──────── PASSAGE SHOWN

Saturday, 2 April 2016

GONE GIRL by Gillian Flynn

It’s not often that the old cliché “I stayed up all night reading this!” is actually true, at least in my case. Don’t get me wrong here: there are many, many books that I’ve loved and enjoyed, but relatively few that have kept me reading compulsively, desperate to know what happened next. (And that’s no criticism, either: some books are slow-burners, written to be savoured, and none the worse for it.)

In the case of Gone Girl, though, that cliché was almost true. I didn’t quite stay up all night turning the pages, but I got through it in a few days, and frequently sat up long past my usual bedtime reading it, caught up in the story, desperate to know where it would take me next. It was a bit like being driven at high speed around a race track with myriad twists and turns and an intriguing, if rapidly-changing, view: scary, breakneck, compelling, and – above all – fun. In an evil kind of way.

The story is told by two narrators, husband and wife Nick and Amy, a once-achingly cool New York couple who, following the credit crunch, are pretty much forced to downsize and move to Missouri. Following a précis like that, you might think that Gone Girl is another tale of small town boredom and dissatisfaction – and in some ways it is. But – but – this is not, ultimately, a Richard Yates-esque dissection of the emptiness of suburban life, but a fast-paced thriller that keeps on turning on you, goading you, biting you, surprising you. Just when you think you’ve worked it all out, Flynn springs another surprise on you, and then another, and another. You wonder who these people really are, what on earth is going on.

And that’s appropriate, because one of the themes of Gone Girl is the ultimate “unknowability” of another person. We yearn to find that one person who really gets us, who knows and understands us as well as we ourselves do; many a marriage and relationship is built on that fragile hope. Much of the ugly complexity of Nick and Amy’s relationship is due to the fact that, while on some level they really do understand each other, on another level they don’t know each other at all. They play cruel and ugly games, they keep secrets, they lay traps for each other – and yes, they ensnare each other in a variety of evil ways, though I can’t really say very much about that without entering spoiler territory.

I love Flynn’s writing style: it’s cool, ironic, snarky. I love the way she takes the common, trivial problems affecting many a marriage – money problems, in-laws, disagreements over where to live and whether or not to have kids – and makes them insidious, toxic. I love the fact that she has the courage to make her characters thoroughly unlikeable, and appreciate the way she manages to make us like them anyway, or at least grudgingly admire them. I love the way the ending is truly horrific – and not in the way you think it’s going to be, no, not at all. If you’re married, or just involved, it will make you shiver, partly with recognition (even though your own marriage is unlikely to be quite as insanely bad as this one). If you’re unmarried, you’ll probably decide you want to stay that way.

With apologies to Gillian Flynn, I leave you with a little quiz, à la Amy…

You’ve just read a book that you loved so much that you really, really wish that you had written it. Do you:
a. Dissolve into gushing fangirl mode and rave about said book every opportunity you get;
b. Feel both depressed and uplifted when you consider just what literature is capable of;
c. Quiver with jealous self-pity;
d. All of the above?

Answer: d.


Yes, believe the hype. It really is that good.

────────────────
──────── DATASET RECORDS

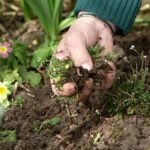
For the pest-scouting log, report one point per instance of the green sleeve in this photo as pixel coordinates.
(122, 13)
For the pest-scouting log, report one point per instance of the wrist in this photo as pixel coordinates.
(112, 26)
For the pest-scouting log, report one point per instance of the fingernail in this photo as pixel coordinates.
(87, 66)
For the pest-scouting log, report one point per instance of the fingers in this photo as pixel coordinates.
(106, 40)
(75, 44)
(109, 76)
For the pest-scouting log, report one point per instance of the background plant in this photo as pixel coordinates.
(49, 14)
(128, 94)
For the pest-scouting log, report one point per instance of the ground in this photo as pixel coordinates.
(79, 128)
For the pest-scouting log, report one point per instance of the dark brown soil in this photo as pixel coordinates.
(79, 125)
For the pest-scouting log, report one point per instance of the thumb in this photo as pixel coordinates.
(76, 46)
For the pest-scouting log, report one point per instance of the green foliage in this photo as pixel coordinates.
(8, 136)
(34, 78)
(49, 15)
(19, 101)
(28, 14)
(128, 94)
(2, 112)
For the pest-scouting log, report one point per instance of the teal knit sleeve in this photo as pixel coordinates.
(122, 13)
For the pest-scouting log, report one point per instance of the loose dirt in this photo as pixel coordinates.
(80, 127)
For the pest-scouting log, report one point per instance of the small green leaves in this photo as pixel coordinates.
(2, 112)
(97, 137)
(8, 136)
(33, 78)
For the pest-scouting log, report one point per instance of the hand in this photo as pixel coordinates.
(86, 32)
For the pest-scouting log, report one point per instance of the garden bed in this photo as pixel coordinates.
(45, 122)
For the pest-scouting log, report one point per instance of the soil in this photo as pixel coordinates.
(80, 127)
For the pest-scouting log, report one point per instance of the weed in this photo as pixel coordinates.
(128, 94)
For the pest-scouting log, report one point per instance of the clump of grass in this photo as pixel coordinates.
(128, 94)
(57, 69)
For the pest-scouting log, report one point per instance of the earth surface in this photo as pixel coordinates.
(79, 127)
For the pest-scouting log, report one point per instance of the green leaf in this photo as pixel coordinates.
(33, 78)
(54, 121)
(66, 23)
(20, 51)
(41, 55)
(19, 101)
(11, 76)
(26, 9)
(8, 136)
(2, 112)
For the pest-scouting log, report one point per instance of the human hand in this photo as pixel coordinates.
(86, 32)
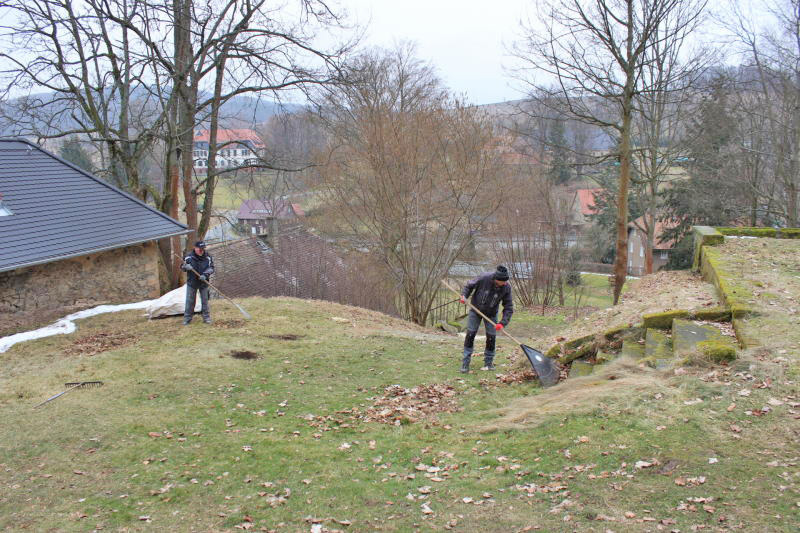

────────────────

QUESTIONS:
[a] In the Gone Girl review, do these statements agree with the text? (i) The reviewer stayed up all night reading the book. (ii) Nick and Amy move to Missouri. (iii) The story has a single narrator. Answer yes or no for each, and quote the words that decide it.
[b] According to the Gone Girl review, what city were Nick and Amy once a cool couple in?
[c] Please copy the Gone Girl review between "You’ve just read" and "is that good.", inclusive, swapping "book" for "novel".

WRITTEN RESPONSES:
[a]
(i) No: "I didn’t quite stay up all night turning the pages"
(ii) Yes: "are pretty much forced to downsize and move to Missouri"
(iii) No: "The story is told by two narrators"

[b] New York.

[c]
You’ve just read a novel that you loved so much that you really, really wish that you had written it. Do you:
a. Dissolve into gushing fangirl mode and rave about said novel every opportunity you get;
b. Feel both depressed and uplifted when you consider just what literature is capable of;
c. Quiver with jealous self-pity;
d. All of the above?

Answer: d.


Yes, believe the hype. It really is that good.